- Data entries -
▶
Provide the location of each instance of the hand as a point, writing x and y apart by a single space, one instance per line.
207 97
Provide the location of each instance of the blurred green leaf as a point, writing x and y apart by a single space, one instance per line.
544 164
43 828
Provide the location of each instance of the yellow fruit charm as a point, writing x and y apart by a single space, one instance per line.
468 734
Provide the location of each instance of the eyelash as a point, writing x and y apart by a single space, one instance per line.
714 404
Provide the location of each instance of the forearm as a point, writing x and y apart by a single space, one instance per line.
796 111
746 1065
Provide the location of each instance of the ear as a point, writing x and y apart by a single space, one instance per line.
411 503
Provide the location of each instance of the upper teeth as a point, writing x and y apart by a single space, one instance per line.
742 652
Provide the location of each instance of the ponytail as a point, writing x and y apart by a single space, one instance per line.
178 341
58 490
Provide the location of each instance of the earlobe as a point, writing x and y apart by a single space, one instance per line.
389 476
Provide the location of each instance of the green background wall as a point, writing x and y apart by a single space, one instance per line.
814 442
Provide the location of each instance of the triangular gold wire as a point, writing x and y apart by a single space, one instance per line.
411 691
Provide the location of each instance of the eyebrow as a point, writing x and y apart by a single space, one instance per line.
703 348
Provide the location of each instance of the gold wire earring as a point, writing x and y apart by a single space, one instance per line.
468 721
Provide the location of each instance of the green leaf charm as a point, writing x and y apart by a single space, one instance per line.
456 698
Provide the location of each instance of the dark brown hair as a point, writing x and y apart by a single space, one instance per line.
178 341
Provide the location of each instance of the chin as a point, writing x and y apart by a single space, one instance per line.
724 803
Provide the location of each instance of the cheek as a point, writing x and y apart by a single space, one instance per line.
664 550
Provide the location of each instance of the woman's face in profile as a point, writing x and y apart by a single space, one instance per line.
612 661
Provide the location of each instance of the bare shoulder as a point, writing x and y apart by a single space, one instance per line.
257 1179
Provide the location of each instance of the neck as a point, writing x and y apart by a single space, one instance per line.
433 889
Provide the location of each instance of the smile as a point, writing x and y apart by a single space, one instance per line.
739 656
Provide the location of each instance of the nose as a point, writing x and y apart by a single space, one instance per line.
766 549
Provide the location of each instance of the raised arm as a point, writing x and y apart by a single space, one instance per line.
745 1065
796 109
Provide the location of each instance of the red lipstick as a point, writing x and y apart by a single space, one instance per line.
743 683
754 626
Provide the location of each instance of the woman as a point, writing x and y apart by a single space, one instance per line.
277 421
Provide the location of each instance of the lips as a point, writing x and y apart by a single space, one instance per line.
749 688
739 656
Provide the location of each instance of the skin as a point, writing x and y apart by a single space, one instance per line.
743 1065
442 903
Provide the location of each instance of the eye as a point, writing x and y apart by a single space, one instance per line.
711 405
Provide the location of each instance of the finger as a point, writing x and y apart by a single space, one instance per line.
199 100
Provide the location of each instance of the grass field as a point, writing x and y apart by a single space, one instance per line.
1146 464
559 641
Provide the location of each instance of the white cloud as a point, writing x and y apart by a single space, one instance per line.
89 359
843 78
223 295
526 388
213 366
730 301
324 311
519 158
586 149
◀
- What is asked -
Copy each line of the data above without altering a single character.

- Answer to the exercise -
Provide the location of each instance of the hand as a point, writing x and y apart by a single space, one instance per line.
207 97
Provide the location of each instance of the blurred green leaf as a point, writing x and y apart by a single space, one instance per line.
544 164
43 828
Provide the location of each instance of the yellow fruit charm as a point, writing x and y apart by a single space, one instance per line.
468 734
Provide the location of each instance of the eyelash as a point, writing x and y apart by a single space, one instance per line.
714 404
Provide the location of each instance of the forearm as a point, writing x and y apart by a single space, one instance per line.
796 111
746 1065
Provide the location of each instance of the ear as a point, writing x and y apart by a single space, one instance per line.
411 503
Provide the location of each instance of the upper teeth as a point, writing x and y apart by a single space, one instance per line.
742 652
Provide the location of each instance of the ponytail as a point, writing x and y apart by a single space, one instance per line.
178 341
58 490
Provide the location of each instance of the earlobe as a point, writing x and y apart by a single space, one instance per line.
389 476
Provide the location of each instance of the green background wall as a point, writing x and y apart by a single space, one instance per line.
814 442
Provide the location of each instance of the triangular gold wire as a point, writing x and y apart by a single space, one instance per line.
411 691
Provide the location of each instance of the eyebrow as a point, writing x and y apart by a single space, one instance per line.
703 348
Provide the location of each instance of the gold wire earring as a point, writing x and y apart by a single space, one instance per line.
468 721
Provide the location of each instance of the green leaf charm as a point, writing x and y apart by a single space, one instance per line.
456 698
Provide the location of each instance of the dark brown hair as a point, writing x and y apart by a single space, one instance per line.
178 341
Provide the location of each instance of the chin as a point, writing x and y apart by a single space, one instance per line.
724 803
Provide the location of each instance of the cheek as a point, writing x and y apart by a single space, one instance per line.
664 550
Provide the location of each instance of the woman's face in profile as a point, writing x and y apart by a single space, one instance per line.
612 661
Provide the location of each instance of the bare shoulder as a point, writing x and y apart by a single space, one instance per line.
257 1179
Provide the location of each instance of the neck as a point, writing x and y apart by a single space, one instance per line.
433 889
Provide the location of each instance of the smile as a point, writing x and y apart by a single space, one instance per line.
739 656
Provide the location of each instance of the nose as a point, writing x and y apart by a single space, one instance per line.
766 549
Provide the location of each instance of the raised arm as a point, writing x and y apart by a single space, one instance per line.
745 1065
796 109
Provide the location of each instance of the red lipstick as a point, writing x and y apart by a single space, one instance per line.
743 683
754 626
Provide the location of each instance of the woman as a point, writing x and y apart by a single space, one instance per line.
277 421
Provide the location of each instance of the lips as a point, writing x and y apart by a single space, one instance per line.
749 688
739 656
Provide the location of each instance of the skin as a point, writing x and y apart by a single space, one instance per line.
743 1065
442 903
Provide the location of each instance of the eye as a point, writing x and y apart by a single space, one instance per line.
711 405
Provide the location of each instance of the finger as a point, writing x and y apart by a single space, one instance per line.
199 100
Provide the location of each instance of the grass field as a point, writing x and y apart by a single space, one instance per line.
1146 464
559 641
Provide the location of each instance of the white cloud as a point, writing x and y apart by a single space, one instance per line.
89 359
843 78
223 295
526 388
213 366
730 301
324 311
519 158
586 149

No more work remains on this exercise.